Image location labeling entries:
%%
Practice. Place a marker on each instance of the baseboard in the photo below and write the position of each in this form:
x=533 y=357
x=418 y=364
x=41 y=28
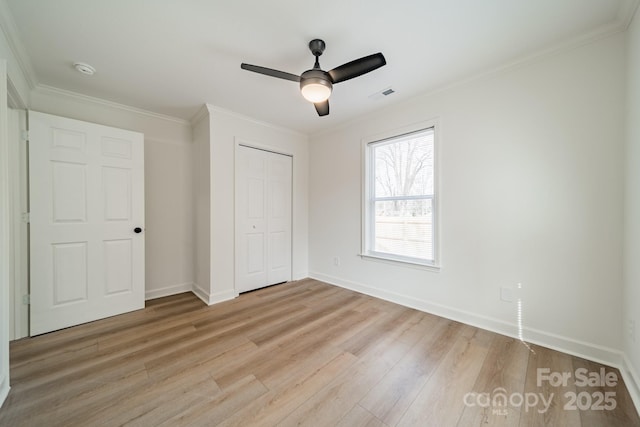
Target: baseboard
x=593 y=352
x=214 y=298
x=631 y=380
x=169 y=290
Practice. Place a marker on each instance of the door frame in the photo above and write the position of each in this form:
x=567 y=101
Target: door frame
x=18 y=180
x=240 y=142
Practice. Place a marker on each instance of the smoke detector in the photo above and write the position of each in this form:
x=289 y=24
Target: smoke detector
x=84 y=68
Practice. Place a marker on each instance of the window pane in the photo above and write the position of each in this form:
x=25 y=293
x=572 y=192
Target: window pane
x=405 y=228
x=404 y=167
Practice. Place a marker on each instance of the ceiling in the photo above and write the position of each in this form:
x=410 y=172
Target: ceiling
x=172 y=56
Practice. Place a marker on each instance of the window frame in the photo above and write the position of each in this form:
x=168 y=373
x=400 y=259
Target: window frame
x=368 y=202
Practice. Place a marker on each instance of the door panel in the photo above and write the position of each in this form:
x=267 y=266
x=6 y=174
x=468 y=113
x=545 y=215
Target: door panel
x=87 y=196
x=263 y=218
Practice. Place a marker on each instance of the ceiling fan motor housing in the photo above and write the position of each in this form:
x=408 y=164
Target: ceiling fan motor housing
x=315 y=76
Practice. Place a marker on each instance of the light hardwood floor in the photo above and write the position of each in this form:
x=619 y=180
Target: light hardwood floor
x=301 y=353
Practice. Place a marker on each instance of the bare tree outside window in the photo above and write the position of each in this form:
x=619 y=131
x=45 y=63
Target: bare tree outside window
x=402 y=200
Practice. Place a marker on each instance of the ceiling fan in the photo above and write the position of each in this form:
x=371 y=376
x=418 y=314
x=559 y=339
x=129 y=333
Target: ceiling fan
x=316 y=84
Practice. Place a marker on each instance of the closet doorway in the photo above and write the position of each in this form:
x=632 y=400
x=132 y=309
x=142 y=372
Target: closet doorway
x=263 y=193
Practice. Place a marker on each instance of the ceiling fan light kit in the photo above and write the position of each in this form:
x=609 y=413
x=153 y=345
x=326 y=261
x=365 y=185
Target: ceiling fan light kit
x=316 y=84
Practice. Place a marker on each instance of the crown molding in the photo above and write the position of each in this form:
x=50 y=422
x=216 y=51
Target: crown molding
x=12 y=35
x=50 y=90
x=613 y=28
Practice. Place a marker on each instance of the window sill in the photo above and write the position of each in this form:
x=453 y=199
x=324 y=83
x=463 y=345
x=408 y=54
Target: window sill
x=400 y=262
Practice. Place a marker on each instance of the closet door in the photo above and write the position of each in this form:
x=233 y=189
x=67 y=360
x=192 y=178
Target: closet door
x=263 y=218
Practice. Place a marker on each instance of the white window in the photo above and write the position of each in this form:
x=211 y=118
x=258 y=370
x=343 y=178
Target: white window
x=400 y=199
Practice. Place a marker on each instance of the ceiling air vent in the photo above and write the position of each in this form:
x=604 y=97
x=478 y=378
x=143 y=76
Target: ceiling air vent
x=383 y=93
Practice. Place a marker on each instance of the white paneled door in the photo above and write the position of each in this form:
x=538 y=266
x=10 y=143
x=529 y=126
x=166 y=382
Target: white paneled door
x=86 y=184
x=263 y=218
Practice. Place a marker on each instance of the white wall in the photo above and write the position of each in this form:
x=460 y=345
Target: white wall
x=202 y=195
x=5 y=241
x=225 y=130
x=631 y=290
x=169 y=204
x=531 y=192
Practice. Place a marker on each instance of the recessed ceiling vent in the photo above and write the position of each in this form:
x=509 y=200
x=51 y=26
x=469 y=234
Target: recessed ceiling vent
x=382 y=94
x=84 y=68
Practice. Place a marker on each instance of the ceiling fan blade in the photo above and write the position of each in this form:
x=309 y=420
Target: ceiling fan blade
x=322 y=108
x=270 y=72
x=357 y=68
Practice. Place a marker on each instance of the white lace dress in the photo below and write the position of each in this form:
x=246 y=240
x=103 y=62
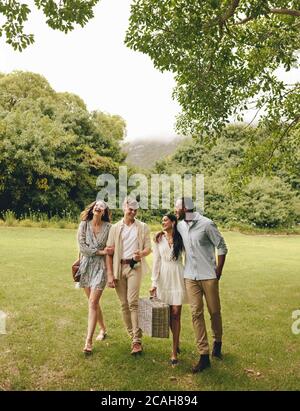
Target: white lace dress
x=167 y=274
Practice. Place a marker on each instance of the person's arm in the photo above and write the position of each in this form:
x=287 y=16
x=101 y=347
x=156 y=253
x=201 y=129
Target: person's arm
x=110 y=244
x=217 y=239
x=138 y=255
x=220 y=265
x=81 y=237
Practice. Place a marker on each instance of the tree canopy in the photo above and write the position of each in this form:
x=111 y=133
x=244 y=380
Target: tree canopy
x=60 y=15
x=52 y=149
x=225 y=55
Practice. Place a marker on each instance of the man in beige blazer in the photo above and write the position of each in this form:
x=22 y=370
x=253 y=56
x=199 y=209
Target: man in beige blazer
x=130 y=239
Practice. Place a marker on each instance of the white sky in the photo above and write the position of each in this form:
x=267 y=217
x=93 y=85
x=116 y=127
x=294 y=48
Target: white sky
x=94 y=63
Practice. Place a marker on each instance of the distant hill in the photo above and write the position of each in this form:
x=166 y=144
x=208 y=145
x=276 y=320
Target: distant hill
x=144 y=153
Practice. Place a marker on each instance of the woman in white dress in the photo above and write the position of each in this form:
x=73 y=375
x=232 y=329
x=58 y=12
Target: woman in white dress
x=167 y=275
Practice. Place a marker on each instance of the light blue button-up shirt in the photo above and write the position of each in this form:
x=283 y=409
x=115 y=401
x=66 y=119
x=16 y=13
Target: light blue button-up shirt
x=201 y=239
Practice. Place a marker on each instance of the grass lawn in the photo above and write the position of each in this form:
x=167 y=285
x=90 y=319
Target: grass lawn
x=47 y=319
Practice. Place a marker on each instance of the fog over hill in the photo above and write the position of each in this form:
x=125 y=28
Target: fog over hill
x=145 y=152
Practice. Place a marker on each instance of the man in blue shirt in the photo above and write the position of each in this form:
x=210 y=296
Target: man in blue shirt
x=202 y=273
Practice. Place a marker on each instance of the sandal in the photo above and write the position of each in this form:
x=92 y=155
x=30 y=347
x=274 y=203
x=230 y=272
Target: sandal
x=173 y=361
x=88 y=348
x=102 y=335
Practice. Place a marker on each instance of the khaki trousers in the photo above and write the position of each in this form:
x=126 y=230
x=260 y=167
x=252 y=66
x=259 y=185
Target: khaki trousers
x=128 y=290
x=195 y=291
%%
> _Problem to solve_
Leave out the pictures and repeat everything else in the records exactly.

> _Task output_
Practice. Place a marker on each instance of the baseboard in the photo below and write the position of each in this form:
x=533 y=357
x=418 y=364
x=41 y=28
Target: baseboard
x=593 y=352
x=214 y=298
x=631 y=380
x=169 y=290
Practice. Place a marker on each instance of the door frame in the photo above and write the position of each in this form:
x=567 y=101
Target: door frame
x=18 y=180
x=240 y=142
Practice. Place a marker on each instance of the smoke detector in the photo above and write the position of each in this form:
x=289 y=24
Target: smoke detector
x=84 y=68
Practice. Place a marker on each instance of the window pane in the photo above and write the position of each in this form:
x=25 y=293
x=572 y=192
Target: window pane
x=405 y=228
x=404 y=167
Practice. Place a marker on each instance of the ceiling in the photo above and write the position of each in this form:
x=410 y=172
Target: ceiling
x=172 y=56
Practice. Place a marker on each instance of the window frame in the photo above and write the position of each in this form:
x=168 y=373
x=400 y=259
Target: window frame
x=368 y=202
Practice. Place a marker on each instance of the door panel in the photo above and write the position of each in this form:
x=267 y=266
x=6 y=174
x=468 y=113
x=545 y=215
Target: door panel
x=87 y=196
x=263 y=218
Practice. Place a marker on each instance of the ceiling fan motor housing in the photo above and write the position of each in this form:
x=408 y=164
Target: ceiling fan motor housing
x=315 y=76
Practice. Place a marker on each instance of the light hardwood floor in the photo above and write the position of each in this form:
x=619 y=180
Target: light hardwood floor
x=301 y=353
Practice. Place a marker on each instance of the bare tree outside window in the photo above and write the position of each in this form:
x=619 y=131
x=45 y=63
Target: bare tree outside window
x=402 y=200
Practice. Place a marker on each instance of the ceiling fan in the photo above and write the position of each in this form:
x=371 y=376
x=418 y=314
x=559 y=339
x=129 y=333
Target: ceiling fan
x=316 y=84
Practice. Place a marker on each instance of the closet doorway in the photo above and write the position of each in this form:
x=632 y=400
x=132 y=309
x=142 y=372
Target: closet doorway
x=263 y=193
Practice. Place a marker on each instance of the ceiling fan light kit in the photo above and write the position of each in this form:
x=609 y=413
x=153 y=345
x=326 y=261
x=365 y=185
Target: ceiling fan light kit
x=316 y=84
Practice. Place a marker on each instance of the crown molding in the photo above and write the position of each in this form:
x=50 y=422
x=216 y=51
Target: crown molding
x=12 y=35
x=50 y=90
x=613 y=28
Practice. Place a marker on each instance of the window sill in the photo above and write the position of each in this form:
x=453 y=199
x=324 y=83
x=463 y=345
x=408 y=54
Target: window sill
x=400 y=262
Practice. Place a marker on each instance of the closet door in the photo above and write the position of each in this form:
x=233 y=189
x=67 y=360
x=192 y=178
Target: closet door
x=263 y=218
Practice. Place a marker on each instance of the white window in the photo above and write the position of each in this form:
x=211 y=118
x=258 y=370
x=343 y=178
Target: white window
x=400 y=199
Practice. Place a marker on each instance of the ceiling air vent in the photo above and write the position of each in this form:
x=604 y=97
x=478 y=378
x=143 y=76
Target: ceiling air vent
x=383 y=93
Practice. Place a marker on each instance of the white paneled door in the photo above and write the position of each in this form:
x=538 y=266
x=10 y=143
x=529 y=126
x=166 y=382
Target: white paneled door
x=86 y=184
x=263 y=218
Practice. Place a marker on each instance of the white wall in the photo above and write the position of each in this form:
x=460 y=345
Target: white wall
x=202 y=195
x=5 y=241
x=225 y=130
x=631 y=290
x=169 y=204
x=531 y=192
Practice. Place a marker on each instance of the recessed ceiling vent in the photo above and write the position of each in this form:
x=509 y=200
x=51 y=26
x=469 y=234
Target: recessed ceiling vent
x=382 y=94
x=84 y=68
Practice. Place a marker on each instance of the ceiling fan blade in the photo above and write the position of each in this form:
x=309 y=420
Target: ceiling fan blade
x=322 y=108
x=270 y=72
x=357 y=68
Practice. Place a marker on each instance of the white lace dress in the photo below and write the position of each in this form:
x=246 y=240
x=103 y=62
Target: white lace dress
x=167 y=274
Practice. Place a marker on each instance of the person's arm in the photo above and write the position of each in this form:
x=287 y=16
x=101 y=347
x=156 y=253
x=201 y=129
Target: person's arm
x=110 y=244
x=217 y=239
x=138 y=255
x=220 y=265
x=81 y=237
Practice. Place a marker on each instance of the tree canopy in the photo above and write the position of each in this form:
x=111 y=133
x=244 y=380
Target: tree canopy
x=60 y=15
x=52 y=149
x=225 y=55
Practice. Place a marker on each instance of the man in beige blazer in the photo above and write the position of each in this form:
x=22 y=370
x=253 y=56
x=199 y=209
Target: man in beige blazer
x=130 y=239
Practice. Place a marker on each instance of the white sky in the photo above and write the position of each in this form:
x=267 y=217
x=93 y=85
x=116 y=127
x=294 y=48
Target: white sky
x=94 y=63
Practice. Place a marker on each instance of the distant hill in the photo above and write the position of each in this form:
x=166 y=144
x=208 y=145
x=276 y=320
Target: distant hill
x=144 y=153
Practice. Place a marker on each instance of the woman in white dress in the photo above and write the position of each in this form:
x=73 y=375
x=232 y=329
x=58 y=12
Target: woman in white dress
x=167 y=275
Practice. Place a marker on each instance of the light blue button-up shirt in the photo above and write the position of each in this form:
x=283 y=409
x=115 y=401
x=66 y=119
x=16 y=13
Target: light blue button-up shirt
x=201 y=239
Practice. Place a marker on each instance of the grass lawn in the photo above and write the position of each in this form:
x=167 y=285
x=90 y=319
Target: grass lawn
x=47 y=319
Practice. Place a marker on each instance of the fog over hill in the photo above and write the position of each in this form:
x=125 y=28
Target: fog over hill
x=145 y=152
Practice. Place a marker on each instance of the man in blue shirt in the photo above and write the position of each in this form:
x=210 y=296
Target: man in blue shirt
x=202 y=273
Practice. Place a marker on each instance of the sandal in the photo above and write the position of each in this form:
x=92 y=155
x=30 y=347
x=274 y=203
x=230 y=272
Target: sandal
x=173 y=361
x=88 y=348
x=102 y=335
Practice. Place a marker on each instance of the khaki trousers in the photo above and write the position of each in this form:
x=126 y=230
x=260 y=167
x=252 y=66
x=259 y=185
Target: khaki trousers
x=128 y=290
x=195 y=291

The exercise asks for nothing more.